Please write out these data lines exactly as they appear.

::: Given entries

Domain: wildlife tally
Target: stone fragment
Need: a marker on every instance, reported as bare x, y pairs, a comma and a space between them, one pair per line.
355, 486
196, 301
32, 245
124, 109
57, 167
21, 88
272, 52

::::::

_Answer in full_
Domain: wildlife tally
Target: stone fragment
Need: a marker on every instance, reported as bare x, y pairs, a comma and a space between them, one pair per line.
355, 486
196, 301
32, 245
124, 109
57, 167
21, 88
272, 52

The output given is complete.